**Work instruction**
Nothing but the lines from the one containing "on the evergreen" through the end of the material should be restated, and each exactly.

BEGIN Records

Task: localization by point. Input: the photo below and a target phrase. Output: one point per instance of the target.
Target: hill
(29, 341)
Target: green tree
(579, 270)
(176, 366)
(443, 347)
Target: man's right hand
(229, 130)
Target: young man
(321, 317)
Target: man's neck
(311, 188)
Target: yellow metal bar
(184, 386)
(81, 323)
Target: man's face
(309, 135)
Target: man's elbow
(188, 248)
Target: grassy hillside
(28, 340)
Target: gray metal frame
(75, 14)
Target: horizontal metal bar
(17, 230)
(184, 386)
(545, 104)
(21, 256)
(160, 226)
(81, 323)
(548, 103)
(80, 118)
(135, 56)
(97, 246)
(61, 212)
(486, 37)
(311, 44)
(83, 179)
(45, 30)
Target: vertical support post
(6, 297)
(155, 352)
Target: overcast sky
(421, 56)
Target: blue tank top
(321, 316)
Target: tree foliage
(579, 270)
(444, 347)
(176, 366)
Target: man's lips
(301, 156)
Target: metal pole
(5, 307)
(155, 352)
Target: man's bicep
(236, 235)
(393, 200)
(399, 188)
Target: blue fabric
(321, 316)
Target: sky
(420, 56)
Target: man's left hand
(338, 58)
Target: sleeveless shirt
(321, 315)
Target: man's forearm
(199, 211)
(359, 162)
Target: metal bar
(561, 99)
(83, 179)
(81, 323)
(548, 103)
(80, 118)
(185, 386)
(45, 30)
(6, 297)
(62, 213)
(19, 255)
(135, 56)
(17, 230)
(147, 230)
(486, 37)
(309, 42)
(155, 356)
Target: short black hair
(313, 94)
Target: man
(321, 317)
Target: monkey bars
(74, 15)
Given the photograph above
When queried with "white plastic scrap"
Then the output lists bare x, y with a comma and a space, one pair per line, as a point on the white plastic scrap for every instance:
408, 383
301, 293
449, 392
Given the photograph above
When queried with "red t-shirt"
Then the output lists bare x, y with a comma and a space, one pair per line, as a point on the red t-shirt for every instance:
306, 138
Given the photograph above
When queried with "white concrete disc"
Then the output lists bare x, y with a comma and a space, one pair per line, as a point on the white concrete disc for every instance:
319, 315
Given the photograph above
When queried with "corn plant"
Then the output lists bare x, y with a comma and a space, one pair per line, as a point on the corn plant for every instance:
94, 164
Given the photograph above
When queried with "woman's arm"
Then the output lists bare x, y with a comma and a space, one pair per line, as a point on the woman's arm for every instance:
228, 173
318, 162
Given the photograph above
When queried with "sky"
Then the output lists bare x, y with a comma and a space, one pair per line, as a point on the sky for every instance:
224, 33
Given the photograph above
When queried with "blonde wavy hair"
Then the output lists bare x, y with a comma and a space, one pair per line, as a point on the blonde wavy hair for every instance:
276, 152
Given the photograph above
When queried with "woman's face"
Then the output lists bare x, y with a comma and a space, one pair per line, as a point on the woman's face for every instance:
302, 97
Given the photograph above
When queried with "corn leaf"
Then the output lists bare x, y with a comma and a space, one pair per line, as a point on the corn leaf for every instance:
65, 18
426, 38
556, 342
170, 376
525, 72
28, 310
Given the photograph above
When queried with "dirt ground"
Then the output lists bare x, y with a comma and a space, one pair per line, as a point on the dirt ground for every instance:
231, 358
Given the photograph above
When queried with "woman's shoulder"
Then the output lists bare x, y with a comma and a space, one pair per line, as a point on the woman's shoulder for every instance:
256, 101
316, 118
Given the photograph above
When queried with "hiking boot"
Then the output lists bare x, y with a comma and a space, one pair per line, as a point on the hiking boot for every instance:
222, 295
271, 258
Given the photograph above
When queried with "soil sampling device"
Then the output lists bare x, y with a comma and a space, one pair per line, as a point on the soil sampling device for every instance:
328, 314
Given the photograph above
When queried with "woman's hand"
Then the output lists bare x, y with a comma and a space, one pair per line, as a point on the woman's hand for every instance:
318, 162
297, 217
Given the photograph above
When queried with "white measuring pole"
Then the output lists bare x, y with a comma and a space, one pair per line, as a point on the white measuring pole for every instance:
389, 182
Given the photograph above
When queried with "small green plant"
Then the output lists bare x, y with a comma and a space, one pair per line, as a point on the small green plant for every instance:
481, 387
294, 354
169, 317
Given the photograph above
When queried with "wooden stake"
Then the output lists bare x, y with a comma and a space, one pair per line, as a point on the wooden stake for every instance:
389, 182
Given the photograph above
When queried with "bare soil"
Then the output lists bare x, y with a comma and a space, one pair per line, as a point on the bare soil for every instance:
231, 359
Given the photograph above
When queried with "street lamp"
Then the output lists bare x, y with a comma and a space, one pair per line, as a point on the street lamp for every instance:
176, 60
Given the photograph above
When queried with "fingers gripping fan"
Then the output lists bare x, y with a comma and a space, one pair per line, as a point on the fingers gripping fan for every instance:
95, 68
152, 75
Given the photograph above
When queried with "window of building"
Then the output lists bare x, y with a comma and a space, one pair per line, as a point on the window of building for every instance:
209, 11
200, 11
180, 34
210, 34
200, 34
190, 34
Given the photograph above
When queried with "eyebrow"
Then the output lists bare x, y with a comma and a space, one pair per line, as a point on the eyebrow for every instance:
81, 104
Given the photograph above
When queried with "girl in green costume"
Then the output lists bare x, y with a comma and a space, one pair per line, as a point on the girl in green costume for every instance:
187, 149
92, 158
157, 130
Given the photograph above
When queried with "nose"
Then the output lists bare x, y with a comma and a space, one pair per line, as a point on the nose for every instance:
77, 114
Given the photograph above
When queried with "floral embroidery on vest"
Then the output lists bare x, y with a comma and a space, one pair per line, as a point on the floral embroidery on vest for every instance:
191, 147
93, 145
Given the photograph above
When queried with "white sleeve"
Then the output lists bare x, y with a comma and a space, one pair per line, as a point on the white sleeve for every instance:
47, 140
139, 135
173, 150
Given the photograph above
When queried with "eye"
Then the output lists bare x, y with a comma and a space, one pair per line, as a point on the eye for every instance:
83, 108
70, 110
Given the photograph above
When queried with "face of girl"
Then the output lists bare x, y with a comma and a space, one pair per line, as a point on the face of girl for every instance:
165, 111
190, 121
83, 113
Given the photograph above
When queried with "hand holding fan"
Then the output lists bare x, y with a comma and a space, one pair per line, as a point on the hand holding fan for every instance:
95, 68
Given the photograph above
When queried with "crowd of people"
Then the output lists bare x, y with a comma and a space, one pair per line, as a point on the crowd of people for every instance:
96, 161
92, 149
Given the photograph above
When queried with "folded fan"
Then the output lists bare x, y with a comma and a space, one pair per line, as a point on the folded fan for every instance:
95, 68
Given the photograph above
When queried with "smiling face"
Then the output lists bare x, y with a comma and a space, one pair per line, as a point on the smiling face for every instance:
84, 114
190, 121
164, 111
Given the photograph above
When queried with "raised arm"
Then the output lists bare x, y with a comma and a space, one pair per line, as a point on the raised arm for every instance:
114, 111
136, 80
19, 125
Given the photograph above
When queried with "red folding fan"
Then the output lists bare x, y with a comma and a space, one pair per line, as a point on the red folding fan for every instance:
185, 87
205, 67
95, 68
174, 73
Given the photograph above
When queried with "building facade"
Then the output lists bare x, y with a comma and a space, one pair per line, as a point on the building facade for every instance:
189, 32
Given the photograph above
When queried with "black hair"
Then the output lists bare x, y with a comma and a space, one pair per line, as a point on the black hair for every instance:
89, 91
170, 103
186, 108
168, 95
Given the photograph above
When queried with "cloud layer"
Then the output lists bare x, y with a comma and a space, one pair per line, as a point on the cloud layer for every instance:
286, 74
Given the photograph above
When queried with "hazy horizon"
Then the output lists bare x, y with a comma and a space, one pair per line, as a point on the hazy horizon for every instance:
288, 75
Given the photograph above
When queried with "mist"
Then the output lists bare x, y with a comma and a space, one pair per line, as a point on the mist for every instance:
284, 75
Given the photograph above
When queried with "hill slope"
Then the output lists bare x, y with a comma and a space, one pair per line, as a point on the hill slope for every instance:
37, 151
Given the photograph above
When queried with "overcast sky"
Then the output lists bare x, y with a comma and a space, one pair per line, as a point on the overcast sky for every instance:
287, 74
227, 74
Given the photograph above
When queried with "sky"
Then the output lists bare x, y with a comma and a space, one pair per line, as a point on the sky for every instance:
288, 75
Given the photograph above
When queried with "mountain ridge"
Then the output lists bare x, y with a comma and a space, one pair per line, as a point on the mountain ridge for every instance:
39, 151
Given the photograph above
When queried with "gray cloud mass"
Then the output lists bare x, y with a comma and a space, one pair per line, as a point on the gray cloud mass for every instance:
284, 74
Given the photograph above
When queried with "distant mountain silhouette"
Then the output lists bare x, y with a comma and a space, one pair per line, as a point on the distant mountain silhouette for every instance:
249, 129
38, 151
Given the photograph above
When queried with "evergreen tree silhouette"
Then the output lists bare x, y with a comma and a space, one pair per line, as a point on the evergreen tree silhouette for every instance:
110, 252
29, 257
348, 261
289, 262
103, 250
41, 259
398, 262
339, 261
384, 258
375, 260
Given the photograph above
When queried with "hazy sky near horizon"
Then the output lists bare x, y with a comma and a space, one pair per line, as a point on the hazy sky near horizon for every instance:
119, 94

END Records

**Answer for this exercise**
Then the output lists bare x, y with a comma and a space, one pair per line, as a point on the evergreen tree silhouette for every instance:
110, 252
29, 257
348, 261
289, 262
103, 250
41, 259
398, 262
339, 261
384, 258
375, 260
Given the photograph above
When queried with "hazy sky near horizon"
Then the output lists bare x, y with a comma and a space, one pair per line, as a point on the hazy sky near horizon for every instance:
119, 94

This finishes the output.